• Information supplied:
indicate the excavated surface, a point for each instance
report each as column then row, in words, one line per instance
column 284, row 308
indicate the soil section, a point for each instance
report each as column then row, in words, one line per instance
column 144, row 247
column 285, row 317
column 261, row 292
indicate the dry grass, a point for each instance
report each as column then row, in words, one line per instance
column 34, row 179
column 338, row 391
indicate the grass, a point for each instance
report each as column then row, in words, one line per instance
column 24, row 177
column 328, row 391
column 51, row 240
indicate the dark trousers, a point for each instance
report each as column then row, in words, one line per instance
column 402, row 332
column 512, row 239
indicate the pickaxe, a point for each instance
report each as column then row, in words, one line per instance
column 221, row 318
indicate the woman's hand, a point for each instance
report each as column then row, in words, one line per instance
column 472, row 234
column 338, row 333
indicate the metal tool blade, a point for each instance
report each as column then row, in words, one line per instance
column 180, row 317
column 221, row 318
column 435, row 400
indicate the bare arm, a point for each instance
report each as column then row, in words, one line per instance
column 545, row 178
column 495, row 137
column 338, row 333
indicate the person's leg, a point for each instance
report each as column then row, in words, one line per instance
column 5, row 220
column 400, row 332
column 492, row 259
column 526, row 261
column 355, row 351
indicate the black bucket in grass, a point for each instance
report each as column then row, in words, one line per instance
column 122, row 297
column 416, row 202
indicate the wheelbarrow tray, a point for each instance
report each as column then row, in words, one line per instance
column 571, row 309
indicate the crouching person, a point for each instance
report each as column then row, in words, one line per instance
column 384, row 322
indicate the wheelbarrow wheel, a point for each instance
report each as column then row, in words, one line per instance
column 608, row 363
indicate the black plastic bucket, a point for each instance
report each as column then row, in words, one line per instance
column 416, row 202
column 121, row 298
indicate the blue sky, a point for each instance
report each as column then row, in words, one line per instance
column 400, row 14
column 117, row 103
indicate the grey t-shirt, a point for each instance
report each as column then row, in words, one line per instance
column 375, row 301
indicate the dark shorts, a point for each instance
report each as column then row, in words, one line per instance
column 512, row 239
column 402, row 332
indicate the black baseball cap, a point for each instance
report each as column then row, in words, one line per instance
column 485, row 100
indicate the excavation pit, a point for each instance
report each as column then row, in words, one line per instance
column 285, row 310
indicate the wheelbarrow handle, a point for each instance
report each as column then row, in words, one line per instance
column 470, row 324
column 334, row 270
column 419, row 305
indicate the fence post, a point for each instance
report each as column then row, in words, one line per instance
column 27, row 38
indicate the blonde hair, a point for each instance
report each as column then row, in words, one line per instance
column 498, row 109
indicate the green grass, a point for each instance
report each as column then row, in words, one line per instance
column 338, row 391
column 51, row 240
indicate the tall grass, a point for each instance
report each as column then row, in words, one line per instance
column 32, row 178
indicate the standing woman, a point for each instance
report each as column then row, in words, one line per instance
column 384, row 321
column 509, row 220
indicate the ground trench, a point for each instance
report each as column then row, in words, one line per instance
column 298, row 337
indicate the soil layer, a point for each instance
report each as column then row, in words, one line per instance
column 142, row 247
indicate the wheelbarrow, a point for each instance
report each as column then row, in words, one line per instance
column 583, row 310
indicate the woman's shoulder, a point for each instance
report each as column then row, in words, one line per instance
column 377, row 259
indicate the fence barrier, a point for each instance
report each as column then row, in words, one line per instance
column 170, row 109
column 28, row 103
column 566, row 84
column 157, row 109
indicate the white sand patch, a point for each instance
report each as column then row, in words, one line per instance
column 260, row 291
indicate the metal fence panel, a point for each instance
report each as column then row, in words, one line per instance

• Written task: Return, unchanged, the lines of the data above from the line containing "indicate the crouching" through the line containing "column 121, row 298", including both of those lines.

• The output:
indicate the crouching person, a point for each instance
report each as column then row, in words, one line per instance
column 384, row 322
indicate the wheelbarrow wheel, a point for each instance
report each as column then row, in words, one line per instance
column 608, row 363
indicate the black plastic bucket, a point for each instance
report each as column then row, in words, one line per instance
column 416, row 202
column 121, row 298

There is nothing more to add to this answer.